- **Tasks and exercises**
1 - Which distinct dollar amounts appear in the news article about the Watford City hospital construction bids? List each one once.
2 - In the article about the Watford City hospital construction bids, who is the CEO of McKenzie County Healthcare Systems, Inc.?
3 - Write what comes next in the article about the Watford City hospital construction bids, picking up after its final sentence.

- **Selected excerpt**
Posted 4/07/15 (Tue)

By Neal A. Shipman
Farmer Editor

The McKenzie County Healthcare Systems, Inc., which was planning to break ground this summer on a new replacement hospital and clinic, as well as plans to modernize the Good Shepherd Home long-term care  facility in Watford City got the “worst of the worse” bad news when bids came in $21,790,899 higher than originally budgeted.
“Total bids came in at $79,147,609, which is $21,790,899 over our budget,” states Dan Kelly, McKenzie County Healthcare Systems, Inc. CEO. “Now that solid construction costs are available, we must determine the next step.”
According to Kelly, the options facing the healthcare system’s board of trustees are simple. Either the healthcare system is successful in reaching the goal of raising $20 million or they will be forced to make cuts to the project, or possibly delay construction.
“In reality the community will determine the course of action we take,” states Kelly. “If we meet our goal of raising the $20 million in pledges or cash, we can proceed with construction as designed.”

Dataset entries:
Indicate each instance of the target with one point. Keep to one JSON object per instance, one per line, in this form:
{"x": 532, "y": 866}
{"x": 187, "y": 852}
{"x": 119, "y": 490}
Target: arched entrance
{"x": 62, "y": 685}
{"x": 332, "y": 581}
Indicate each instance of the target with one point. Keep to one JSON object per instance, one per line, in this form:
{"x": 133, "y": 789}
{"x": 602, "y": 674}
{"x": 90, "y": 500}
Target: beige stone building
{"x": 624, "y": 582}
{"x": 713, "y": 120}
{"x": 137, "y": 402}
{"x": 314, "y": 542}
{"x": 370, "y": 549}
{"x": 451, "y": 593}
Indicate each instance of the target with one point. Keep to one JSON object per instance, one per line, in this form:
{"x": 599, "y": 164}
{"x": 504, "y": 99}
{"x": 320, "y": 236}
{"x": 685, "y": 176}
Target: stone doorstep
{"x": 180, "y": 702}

- **Numbered answers**
1 -
$21,790,899
$79,147,609
$20 million

2 - Dan Kelly.

3 -
As of last week, according to Kelly, the healthcare system had reached the halfway mark of its fundraising goal. But the remaining $10 million needs to be raised quickly if the project is to move forward as planned.
Funding for the project is comprised of a $39,250,900 loan from the U.S. Department of Agriculture and a $12,500,000 loan from the Bank of North Dakota with the balance of the funding coming from equity from the healthcare system and a $20 million local fundraising capital campaign.
According to Kelly, funding for the entire project must be in place before construction can begin.
“The Fundraising Committee of the Benefit Fund of the McKenzie County Healthcare Systems, board members and administration will be reaching out to businesses, industry and residents in an effort to secure the pledges necessary to move forward with construction,” states Kelly. “Fundraising will continue on all fronts with one particular area of emphasis being placed on oil-related companies.”
The expansion of the oil and natural gas development, according to Kelly, has brought the influx of population to Watford City and McKenzie County. And that influx of oil-related workers has resulted in a tremendous amount of stress being placed on the hospital, its emergency room services, and the need for a new healthcare facility.
“Pledges from the oil industry have lagged,” states Kelly Peterson, McKenzie County Healthcare Systems, Inc. vice chairman. “All of the oil companies talk about the urgency for health care. But few have stepped forward.”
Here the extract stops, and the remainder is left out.